* _Record set_:
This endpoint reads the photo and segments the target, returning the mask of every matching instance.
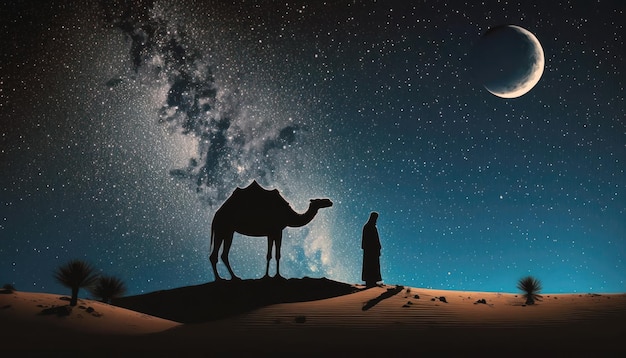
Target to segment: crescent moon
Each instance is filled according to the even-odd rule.
[[[514,27],[516,30],[518,30],[523,35],[525,35],[528,38],[528,40],[530,40],[530,42],[534,45],[533,47],[534,47],[535,52],[533,54],[533,59],[534,59],[533,66],[528,71],[528,75],[526,77],[524,77],[523,79],[521,79],[520,81],[512,85],[510,88],[507,89],[507,91],[496,91],[494,89],[490,89],[487,86],[485,86],[485,89],[489,91],[491,94],[498,96],[498,97],[517,98],[526,94],[533,87],[535,87],[537,82],[539,82],[541,75],[543,75],[545,59],[543,56],[543,47],[541,47],[541,43],[539,42],[537,37],[533,35],[532,32],[526,30],[523,27],[519,27],[515,25],[509,25],[509,26]]]

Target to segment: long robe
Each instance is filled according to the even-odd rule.
[[[370,284],[382,281],[380,274],[380,238],[378,237],[376,224],[373,222],[367,222],[363,226],[361,249],[363,249],[361,279]]]

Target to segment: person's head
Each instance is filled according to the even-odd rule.
[[[370,218],[369,218],[369,222],[376,224],[376,220],[378,219],[378,213],[375,211],[372,211],[370,213]]]

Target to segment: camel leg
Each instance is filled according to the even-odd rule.
[[[220,246],[222,246],[222,234],[214,233],[215,241],[213,242],[213,251],[211,252],[211,256],[209,256],[209,260],[211,261],[211,267],[213,267],[213,275],[215,276],[215,281],[221,281],[222,278],[220,274],[217,273],[217,256],[220,251]]]
[[[280,231],[278,232],[278,234],[276,235],[276,237],[274,237],[274,246],[276,247],[276,276],[274,276],[275,278],[283,278],[280,275],[280,245],[283,242],[283,232]]]
[[[228,273],[230,273],[230,278],[233,280],[241,280],[239,277],[235,275],[233,269],[230,267],[230,261],[228,261],[228,252],[230,251],[230,245],[233,244],[233,232],[228,233],[228,236],[224,238],[224,250],[222,250],[222,261],[226,268],[228,269]]]
[[[270,260],[272,259],[272,244],[273,244],[272,240],[272,235],[268,235],[267,236],[267,263],[265,264],[265,276],[263,276],[263,278],[268,278],[270,277]]]

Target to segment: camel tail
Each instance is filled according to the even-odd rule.
[[[211,245],[209,246],[209,252],[213,252],[213,236],[215,236],[215,230],[211,228]]]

* _Task item_:
Pictures should be left out when the records above are restated exactly.

* _Answer to the exercise_:
This endpoint reads the photo and segments the target, returning the mask of every matching instance.
Target to segment: crescent moon
Each instance is filled according to the even-odd rule.
[[[514,27],[516,30],[518,30],[523,35],[525,35],[528,38],[528,40],[530,40],[530,42],[534,45],[533,47],[534,47],[535,52],[533,54],[533,59],[534,59],[533,66],[528,71],[528,75],[526,77],[524,77],[523,79],[521,79],[520,81],[512,85],[510,88],[507,89],[507,91],[496,91],[494,89],[490,89],[487,86],[485,86],[485,89],[489,91],[491,94],[498,96],[498,97],[517,98],[526,94],[533,87],[535,87],[537,82],[539,82],[541,75],[543,75],[545,59],[543,56],[543,47],[541,47],[541,43],[539,42],[537,37],[533,35],[532,32],[526,30],[523,27],[519,27],[515,25],[509,25],[509,26]]]

Target to segment: long robe
Each instance is filled according to the even-odd rule.
[[[370,284],[382,281],[380,274],[380,238],[378,237],[376,224],[373,222],[367,222],[363,226],[361,249],[363,249],[361,279]]]

Target to segment: person's head
Each instance is filled according to the even-odd rule.
[[[370,218],[369,218],[369,222],[376,224],[376,220],[378,219],[378,213],[375,211],[372,211],[370,213]]]

Target to segment: camel leg
Each instance is filled according to the even-odd rule.
[[[220,246],[222,246],[222,234],[214,233],[215,241],[213,242],[213,251],[211,252],[211,256],[209,256],[209,260],[211,261],[211,267],[213,267],[213,275],[215,276],[215,281],[221,281],[222,278],[220,274],[217,273],[217,256],[220,251]]]
[[[280,231],[278,232],[278,234],[276,235],[276,237],[274,237],[274,246],[276,247],[276,276],[274,276],[275,278],[283,278],[280,275],[280,245],[283,242],[283,232]]]
[[[228,273],[230,273],[230,278],[233,280],[241,280],[239,277],[235,275],[233,269],[230,267],[230,261],[228,261],[228,252],[230,251],[230,245],[233,244],[233,232],[228,233],[228,236],[224,238],[224,250],[222,250],[222,261],[226,268],[228,269]]]
[[[270,260],[272,259],[272,244],[273,244],[272,240],[272,235],[268,235],[267,236],[267,263],[265,264],[265,276],[263,276],[263,278],[268,278],[270,277]]]

Target to segment: camel tail
Each instance is filled according to the even-odd rule.
[[[211,245],[209,246],[209,252],[213,252],[213,236],[215,236],[215,230],[211,228]]]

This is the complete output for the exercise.